** Start Excerpted data **

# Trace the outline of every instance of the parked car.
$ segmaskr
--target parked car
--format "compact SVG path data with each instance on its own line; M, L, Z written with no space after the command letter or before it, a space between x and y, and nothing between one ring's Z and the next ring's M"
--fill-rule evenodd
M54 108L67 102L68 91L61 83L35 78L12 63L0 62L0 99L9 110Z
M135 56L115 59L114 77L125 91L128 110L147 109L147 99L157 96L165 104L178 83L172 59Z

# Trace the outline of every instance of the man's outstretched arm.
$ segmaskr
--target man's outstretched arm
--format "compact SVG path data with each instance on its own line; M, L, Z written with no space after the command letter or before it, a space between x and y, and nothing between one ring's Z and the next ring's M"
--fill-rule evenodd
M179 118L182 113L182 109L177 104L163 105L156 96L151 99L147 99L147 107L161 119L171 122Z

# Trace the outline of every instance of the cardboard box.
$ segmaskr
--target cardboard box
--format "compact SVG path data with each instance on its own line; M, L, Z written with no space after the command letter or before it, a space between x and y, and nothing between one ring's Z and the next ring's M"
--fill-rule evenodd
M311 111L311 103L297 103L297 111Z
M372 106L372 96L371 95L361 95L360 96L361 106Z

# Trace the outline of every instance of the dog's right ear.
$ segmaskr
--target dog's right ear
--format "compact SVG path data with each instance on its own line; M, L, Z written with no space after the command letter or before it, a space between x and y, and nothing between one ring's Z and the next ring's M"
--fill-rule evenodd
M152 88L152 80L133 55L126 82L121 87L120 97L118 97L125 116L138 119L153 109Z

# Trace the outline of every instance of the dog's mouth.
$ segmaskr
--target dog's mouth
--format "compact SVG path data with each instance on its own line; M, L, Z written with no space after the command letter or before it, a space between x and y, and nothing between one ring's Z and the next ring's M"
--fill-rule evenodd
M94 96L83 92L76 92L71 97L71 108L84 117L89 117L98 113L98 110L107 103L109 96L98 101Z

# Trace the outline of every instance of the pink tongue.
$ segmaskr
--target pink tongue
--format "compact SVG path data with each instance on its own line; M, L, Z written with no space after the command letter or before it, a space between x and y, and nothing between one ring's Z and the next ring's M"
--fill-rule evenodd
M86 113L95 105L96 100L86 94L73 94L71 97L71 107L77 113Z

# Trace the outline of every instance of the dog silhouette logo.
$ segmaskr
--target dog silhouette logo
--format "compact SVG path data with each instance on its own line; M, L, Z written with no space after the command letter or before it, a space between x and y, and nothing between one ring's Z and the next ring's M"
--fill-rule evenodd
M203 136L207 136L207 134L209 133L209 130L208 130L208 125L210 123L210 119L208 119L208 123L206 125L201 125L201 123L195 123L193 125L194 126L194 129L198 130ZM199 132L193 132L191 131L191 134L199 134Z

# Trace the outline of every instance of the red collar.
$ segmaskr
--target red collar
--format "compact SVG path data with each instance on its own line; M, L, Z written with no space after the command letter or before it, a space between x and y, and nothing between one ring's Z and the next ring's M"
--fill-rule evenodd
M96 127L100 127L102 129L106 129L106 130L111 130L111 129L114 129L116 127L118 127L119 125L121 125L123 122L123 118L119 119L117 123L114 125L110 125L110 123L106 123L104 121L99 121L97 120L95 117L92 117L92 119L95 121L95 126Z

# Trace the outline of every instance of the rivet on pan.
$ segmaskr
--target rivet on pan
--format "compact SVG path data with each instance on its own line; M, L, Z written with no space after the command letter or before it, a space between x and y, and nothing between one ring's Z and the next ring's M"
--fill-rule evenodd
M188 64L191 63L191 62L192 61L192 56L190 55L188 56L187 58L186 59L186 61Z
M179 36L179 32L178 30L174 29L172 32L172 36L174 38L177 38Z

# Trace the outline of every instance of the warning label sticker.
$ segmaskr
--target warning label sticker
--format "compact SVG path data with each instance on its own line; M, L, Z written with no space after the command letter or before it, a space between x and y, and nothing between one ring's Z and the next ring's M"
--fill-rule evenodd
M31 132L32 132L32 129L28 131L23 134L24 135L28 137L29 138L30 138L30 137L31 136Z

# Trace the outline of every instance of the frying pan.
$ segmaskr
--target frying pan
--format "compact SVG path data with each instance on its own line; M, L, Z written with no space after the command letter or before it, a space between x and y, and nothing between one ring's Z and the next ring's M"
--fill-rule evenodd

** End Excerpted data **

Reproduce all of the rows, substituting "nonzero" for every occurrence of "evenodd" and leaving everything else unchanged.

## [Output of the exercise]
# Trace the outline of every instance of the parked car.
$ segmaskr
--target parked car
--format "compact SVG path data with each instance on its own line; M, L, Z written with no space after the command letter or before it, a space between x and y, and nothing between one ring's Z and the next ring's M"
--fill-rule nonzero
M54 108L67 102L68 91L61 83L35 78L12 63L0 62L0 99L9 110Z
M135 56L115 59L114 77L125 91L128 110L147 109L147 99L157 96L165 104L178 83L172 59Z

# Trace the outline of every instance of the man's outstretched arm.
$ segmaskr
--target man's outstretched arm
--format "compact SVG path data with each instance on its own line; M, L, Z written with no space after the command letter or before it, a space between x and y, and nothing between one ring's Z and the next ring's M"
--fill-rule nonzero
M179 118L182 113L182 109L177 104L163 105L156 96L151 99L147 99L147 107L161 119L171 122Z

# Trace the outline of every instance of the cardboard box.
$ segmaskr
--target cardboard box
--format "compact SVG path data with each instance on its own line; M, L, Z written with no space after the command letter or before it, a space between x and y, and nothing between one ring's Z and the next ring's M"
--fill-rule nonzero
M311 111L311 103L297 103L297 111Z
M372 106L372 96L371 95L361 95L360 96L361 106Z

# Trace the outline of every instance of the dog's right ear.
$ segmaskr
--target dog's right ear
--format "compact SVG path data with each instance on its own line; M, L, Z written with no space after the command letter or before it, a space between x and y, and nothing between one ring's Z and the next ring's M"
--fill-rule nonzero
M152 88L152 80L133 55L126 82L121 87L120 97L118 97L125 116L138 119L153 109Z

# Trace the outline of every instance of the dog's mouth.
$ segmaskr
--target dog's mouth
--format "compact SVG path data with each instance on its own line; M, L, Z written with no space after the command letter or before it, a space between x and y, and nothing between one ring's Z and the next ring's M"
--fill-rule nonzero
M94 96L83 92L76 92L71 97L71 108L84 117L89 117L98 113L98 110L107 103L109 96L98 101Z

# Trace the outline of every instance of the pink tongue.
$ segmaskr
--target pink tongue
--format "compact SVG path data with each instance on its own line; M, L, Z written with no space after the command letter or before it, a space between x and y, and nothing between one ring's Z and the next ring's M"
--fill-rule nonzero
M86 113L95 105L96 100L86 94L73 94L71 97L71 107L77 113Z

# Trace the outline of every instance of the dog silhouette logo.
$ segmaskr
--target dog silhouette logo
--format "compact SVG path data with each instance on its own line; M, L, Z written with no space after the command letter or before it, a space between x and y, and nothing between one ring's Z and the next ring's M"
--fill-rule nonzero
M203 136L207 136L207 134L209 133L209 130L208 130L208 125L210 123L210 119L208 119L208 123L206 125L201 125L201 123L195 123L193 125L194 126L194 129L198 130ZM199 132L193 132L191 131L191 134L199 134Z

# Trace the outline of every instance of the red collar.
$ segmaskr
--target red collar
--format "compact SVG path data with each instance on its own line; M, L, Z written with no space after the command letter or before it, a space between x and y, and nothing between one ring's Z and the next ring's M"
--fill-rule nonzero
M96 127L100 127L102 129L106 129L106 130L111 130L111 129L114 129L116 127L118 127L119 125L121 125L123 122L123 118L119 119L117 123L114 125L110 125L110 123L106 123L104 121L99 121L97 120L95 117L92 117L92 119L95 121L95 126Z

# Trace the outline of every instance of the rivet on pan.
$ segmaskr
--target rivet on pan
--format "compact SVG path data with each instance on its own line; M, L, Z written with no space after the command letter or before it, a space between x and y, and nothing between one ring's Z and the next ring's M"
--fill-rule nonzero
M188 64L191 63L191 62L192 61L192 56L190 55L188 56L187 58L186 59L186 61Z
M179 36L179 32L178 30L174 29L172 32L172 36L174 38L177 38Z

# Trace the outline of every instance of the warning label sticker.
$ segmaskr
--target warning label sticker
--format "compact SVG path data with each instance on its own line; M, L, Z written with no space after the command letter or before it, a space between x and y, and nothing between one ring's Z and the next ring's M"
--fill-rule nonzero
M31 132L32 132L32 129L28 131L23 134L24 135L28 137L29 138L30 138L30 137L31 136Z

# Trace the outline of every instance of the frying pan.
$ segmaskr
--target frying pan
--format "compact SVG path data with each instance on its own line; M, L, Z written with no space after the command letter or before it, a space between x and y, and nothing between one ring's Z and the next ring's M"
--fill-rule nonzero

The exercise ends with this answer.